Exercise requirements:
Turn the records below into a Markdown table with two columns: n for the row number and Line for the text of each line. Leave out any blank lines.

----- Material supplied -----

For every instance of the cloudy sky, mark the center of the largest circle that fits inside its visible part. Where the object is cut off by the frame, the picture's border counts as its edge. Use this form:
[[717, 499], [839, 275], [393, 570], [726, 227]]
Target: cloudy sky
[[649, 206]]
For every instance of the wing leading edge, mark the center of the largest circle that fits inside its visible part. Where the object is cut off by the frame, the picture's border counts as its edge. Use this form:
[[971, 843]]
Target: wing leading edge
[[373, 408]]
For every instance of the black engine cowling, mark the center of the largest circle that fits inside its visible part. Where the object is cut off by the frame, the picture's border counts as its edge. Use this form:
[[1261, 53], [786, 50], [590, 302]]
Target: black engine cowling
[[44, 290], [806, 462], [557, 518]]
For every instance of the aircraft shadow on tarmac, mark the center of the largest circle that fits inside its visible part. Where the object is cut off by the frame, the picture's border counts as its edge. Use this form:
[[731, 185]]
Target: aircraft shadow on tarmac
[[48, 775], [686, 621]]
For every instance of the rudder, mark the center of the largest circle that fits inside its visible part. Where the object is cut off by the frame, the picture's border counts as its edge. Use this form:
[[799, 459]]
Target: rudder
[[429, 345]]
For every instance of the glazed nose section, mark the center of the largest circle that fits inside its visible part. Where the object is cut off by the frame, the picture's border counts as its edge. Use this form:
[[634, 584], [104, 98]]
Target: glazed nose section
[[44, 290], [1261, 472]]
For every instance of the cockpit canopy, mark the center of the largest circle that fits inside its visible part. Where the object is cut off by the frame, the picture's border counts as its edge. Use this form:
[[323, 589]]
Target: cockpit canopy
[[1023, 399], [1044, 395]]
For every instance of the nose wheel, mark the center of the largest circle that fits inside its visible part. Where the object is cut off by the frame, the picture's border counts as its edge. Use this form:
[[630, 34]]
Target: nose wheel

-----

Exercise response:
| n | Line |
|---|---|
| 1 | For every instance of the cloudy sky, mark the center of the largest circle that fits inside its visible part. Where the object is cut off by the frame, the picture's border counts as its edge. Use this form: |
| 2 | [[717, 499], [839, 275], [393, 570], [726, 227]] |
| 3 | Target: cloudy sky |
| 4 | [[649, 206]] |
| 5 | For every instance of the wing leading edge, mark the center of the largest circle that fits inside its visible part. Where the object is cut off by the frame, the picture's border counts as its edge. Use this form: |
| 6 | [[971, 843]] |
| 7 | Target: wing leading edge |
| 8 | [[373, 408]] |
| 9 | For every instance of the black engine cowling, mark the center of the largest circle that fits inside its visible part. Where the object is cut off by the frame, the picture's border counts as its edge. Use this form: |
| 10 | [[1261, 53], [786, 50], [590, 302]] |
| 11 | Target: black engine cowling |
| 12 | [[44, 290], [806, 462], [557, 518]] |
| 13 | For every instance of the aircraft shadow on tarmac, mark the center of the largest circle that fits inside its visible part. Where the object is cut off by the frame, the picture's border counts as its edge. Use this form: |
| 14 | [[731, 185]] |
| 15 | Target: aircraft shadow on tarmac |
| 16 | [[48, 775], [686, 621]] |
| 17 | For every instance of the rudder, mark the center of the largest circle that fits inside its visible part. Where the object is cut off by the frame, the picture's border counts as its edge. Use this form: |
| 18 | [[799, 459]] |
| 19 | Target: rudder |
| 20 | [[429, 345]] |
| 21 | For every instance of the glazed nose section, mark the center of the largest circle that fits inside its visible part. Where the object is cut off by the frame, the picture's border counts as its edge. Use this form: |
| 22 | [[634, 584], [104, 98]] |
| 23 | Target: glazed nose section |
| 24 | [[44, 290], [1261, 472]] |
| 25 | For every instance of the cockpit canopy, mark the center of the largest circle that fits inside its visible part. Where the object is cut off by the frame, the picture's border counts as its edge. Use this form: |
| 26 | [[323, 589]] |
| 27 | Target: cockpit canopy |
| 28 | [[1023, 399], [1044, 395]] |
| 29 | For every instance of the nose wheel, mark the center of the largest circle that fits inside its visible part. Where the object is cut off by the frame, the picture's border counts as its edge. Use this form: |
| 30 | [[630, 34]] |
| 31 | Target: nose wheel |